Look through the data below for the line with "point | a marker on each instance of the kayaker", and transcribe it exactly together with each line after it up to and including the line with "target | palm tree". Give nothing else.

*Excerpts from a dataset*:
<<<<

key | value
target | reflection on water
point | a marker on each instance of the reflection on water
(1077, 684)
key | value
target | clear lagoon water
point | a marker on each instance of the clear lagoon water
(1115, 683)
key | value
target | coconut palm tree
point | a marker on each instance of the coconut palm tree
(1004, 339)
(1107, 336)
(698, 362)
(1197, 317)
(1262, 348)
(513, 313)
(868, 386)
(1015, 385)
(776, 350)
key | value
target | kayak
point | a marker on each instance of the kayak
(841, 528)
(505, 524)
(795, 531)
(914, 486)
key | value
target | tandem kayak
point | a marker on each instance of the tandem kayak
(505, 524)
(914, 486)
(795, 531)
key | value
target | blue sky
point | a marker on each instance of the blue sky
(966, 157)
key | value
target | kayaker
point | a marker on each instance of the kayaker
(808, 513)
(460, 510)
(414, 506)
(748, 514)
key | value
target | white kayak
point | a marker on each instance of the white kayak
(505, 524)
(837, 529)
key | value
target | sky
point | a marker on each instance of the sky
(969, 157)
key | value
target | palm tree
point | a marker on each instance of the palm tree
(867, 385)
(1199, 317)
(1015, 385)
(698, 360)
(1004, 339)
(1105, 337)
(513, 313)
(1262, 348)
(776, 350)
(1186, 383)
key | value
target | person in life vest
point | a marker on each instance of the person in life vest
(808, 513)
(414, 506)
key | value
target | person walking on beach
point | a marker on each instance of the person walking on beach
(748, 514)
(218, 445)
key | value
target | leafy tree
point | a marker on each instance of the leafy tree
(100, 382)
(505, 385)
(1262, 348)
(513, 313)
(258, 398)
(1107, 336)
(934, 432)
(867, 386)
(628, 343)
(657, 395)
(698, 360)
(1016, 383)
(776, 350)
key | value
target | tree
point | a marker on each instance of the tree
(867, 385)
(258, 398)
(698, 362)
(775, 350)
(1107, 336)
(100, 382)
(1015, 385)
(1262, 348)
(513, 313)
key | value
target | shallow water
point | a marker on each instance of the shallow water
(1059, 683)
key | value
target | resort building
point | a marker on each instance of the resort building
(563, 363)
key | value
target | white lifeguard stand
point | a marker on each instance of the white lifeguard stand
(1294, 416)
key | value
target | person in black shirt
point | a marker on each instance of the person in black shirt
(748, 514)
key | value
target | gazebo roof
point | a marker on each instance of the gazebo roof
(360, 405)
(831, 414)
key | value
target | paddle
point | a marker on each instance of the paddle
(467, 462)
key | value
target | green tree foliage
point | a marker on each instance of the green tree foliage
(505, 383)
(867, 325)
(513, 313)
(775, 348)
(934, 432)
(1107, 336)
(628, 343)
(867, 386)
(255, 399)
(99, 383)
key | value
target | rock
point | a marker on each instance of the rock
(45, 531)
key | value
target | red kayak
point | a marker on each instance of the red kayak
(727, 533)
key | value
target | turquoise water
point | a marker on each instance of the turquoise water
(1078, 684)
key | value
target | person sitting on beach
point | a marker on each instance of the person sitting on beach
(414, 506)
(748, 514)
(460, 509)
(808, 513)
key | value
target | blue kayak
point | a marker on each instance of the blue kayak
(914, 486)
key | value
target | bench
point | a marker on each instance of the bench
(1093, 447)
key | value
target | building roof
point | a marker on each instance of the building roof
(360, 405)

>>>>
<<<<

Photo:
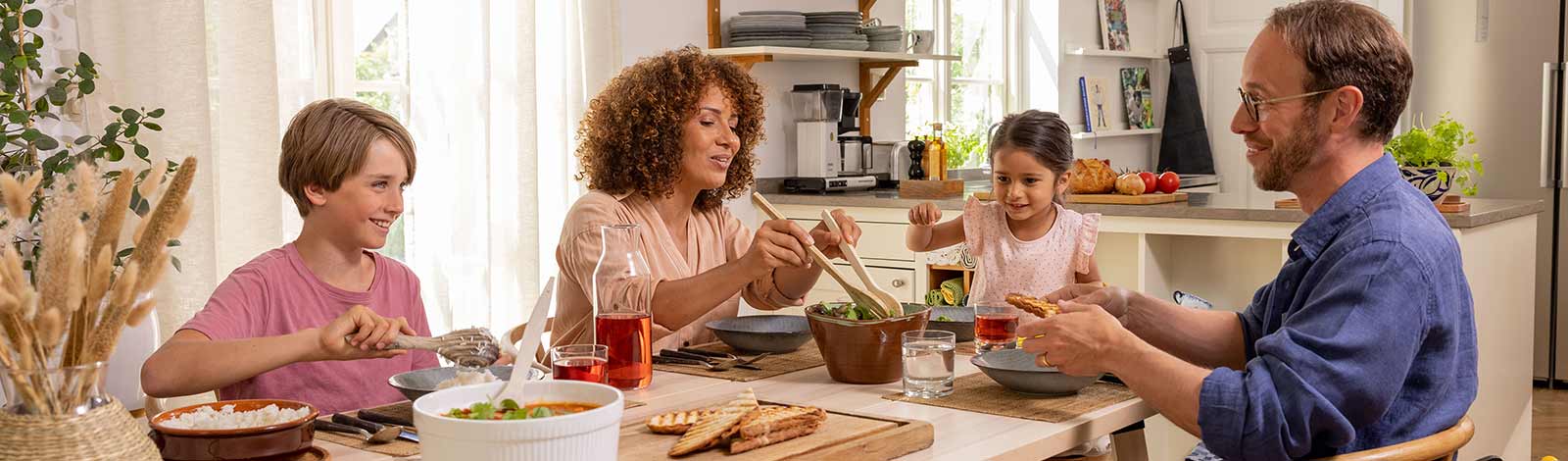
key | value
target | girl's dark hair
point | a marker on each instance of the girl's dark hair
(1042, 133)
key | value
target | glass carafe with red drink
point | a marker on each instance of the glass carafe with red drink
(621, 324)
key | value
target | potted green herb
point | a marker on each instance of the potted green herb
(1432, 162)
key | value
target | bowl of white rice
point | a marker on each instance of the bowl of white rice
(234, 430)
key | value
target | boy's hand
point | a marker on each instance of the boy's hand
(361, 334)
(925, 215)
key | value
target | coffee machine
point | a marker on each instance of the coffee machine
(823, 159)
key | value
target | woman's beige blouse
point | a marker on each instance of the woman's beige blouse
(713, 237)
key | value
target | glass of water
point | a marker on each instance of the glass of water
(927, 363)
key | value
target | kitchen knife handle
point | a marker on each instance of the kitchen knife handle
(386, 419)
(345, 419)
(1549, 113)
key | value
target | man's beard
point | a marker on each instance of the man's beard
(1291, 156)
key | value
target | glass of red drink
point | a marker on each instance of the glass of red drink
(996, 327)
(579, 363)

>>>>

*Answer space*:
point | a marker on each instance of the kayaker
(808, 513)
(460, 510)
(414, 506)
(748, 514)
key | value
target | white kayak
point | a marker on each instance of the white kayak
(505, 524)
(837, 529)
key | value
target | sky
point | a marker on each instance of the sky
(969, 157)
key | value
target | palm tree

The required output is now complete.